WHAT THE TASK ASKS
Below is a set of records; reproduce them exactly without their pictures.

Image point grounding data
⟨

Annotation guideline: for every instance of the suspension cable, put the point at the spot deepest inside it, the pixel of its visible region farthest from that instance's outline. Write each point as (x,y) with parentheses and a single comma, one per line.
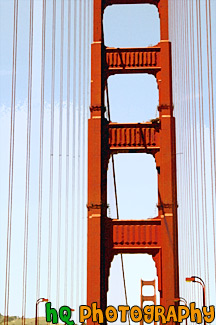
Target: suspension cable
(28,150)
(58,279)
(49,275)
(11,164)
(67,151)
(116,200)
(40,194)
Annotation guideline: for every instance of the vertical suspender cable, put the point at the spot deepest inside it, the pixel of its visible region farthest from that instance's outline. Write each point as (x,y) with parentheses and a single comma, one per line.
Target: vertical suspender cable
(28,150)
(202,147)
(60,160)
(49,275)
(67,151)
(11,164)
(83,219)
(211,118)
(78,158)
(73,154)
(41,150)
(116,201)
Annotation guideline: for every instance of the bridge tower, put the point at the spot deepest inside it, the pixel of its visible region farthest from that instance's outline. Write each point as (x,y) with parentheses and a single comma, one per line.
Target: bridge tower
(157,236)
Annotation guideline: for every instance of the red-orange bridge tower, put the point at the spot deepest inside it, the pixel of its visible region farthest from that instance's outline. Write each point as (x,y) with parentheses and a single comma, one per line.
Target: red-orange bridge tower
(108,237)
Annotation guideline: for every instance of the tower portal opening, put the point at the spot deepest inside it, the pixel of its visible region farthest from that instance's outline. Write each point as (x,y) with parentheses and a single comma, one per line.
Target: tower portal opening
(131,25)
(136,178)
(137,267)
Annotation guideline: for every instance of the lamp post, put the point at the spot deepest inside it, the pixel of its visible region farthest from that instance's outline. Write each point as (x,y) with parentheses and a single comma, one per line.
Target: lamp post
(185,303)
(37,303)
(197,279)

⟩

OUTPUT BELOW
Annotation guideline: for every instance of the suspension cable, put the point at the spot deepest inside it, the pixel of its visible region farthest from that instance's outline. Write each point as (x,y) with parentheses and a single comma, one per line.
Target: suspension cable
(28,150)
(58,279)
(49,275)
(11,164)
(67,151)
(116,200)
(40,194)
Annotation guideline: for every instance of the vertical suspender cable, put the point at the spot deepest inside it, the pixel of its visible region farthest from that instance's outline. Write each point as (x,y) with parentheses and a single comma, one per line.
Target: vertical suspender cable
(28,150)
(202,147)
(60,160)
(49,275)
(67,151)
(11,164)
(83,219)
(211,118)
(78,158)
(73,154)
(41,150)
(116,201)
Annotation guideline: for every instance of the bridge tower, put the point at the spot deepest inside it, the pixel of its visible region farthest from that instance's outline. Write each point as (x,y) with parentheses and a single comma, one per line.
Target: bridge tower
(157,236)
Annotation guideline: for every instance of the red-orange bridge tower, put the point at the spot deepest inside it, the pixel of its visible region farthest from that instance's outline. Write each point as (x,y) with parentheses and a single comma, one per line.
Target: red-orange bridge tower
(108,237)
Annotation guideline: for every instance of the tower portal opening, put the point at the spot deepest inside it, the pixel of its visible region farthest from that instance's outline. Write each point as (x,y) with parentheses and a single comma, one per line.
Target: tower portal opening
(131,25)
(136,178)
(137,267)
Annotation guideline: for every instance of the lamp post, put the point at the spot deepest inside it, the pixel of its visible region farthest from that instance's outline. Write each point as (x,y) with parentheses and a single comma, one per line.
Target: lamp post
(185,303)
(37,303)
(197,279)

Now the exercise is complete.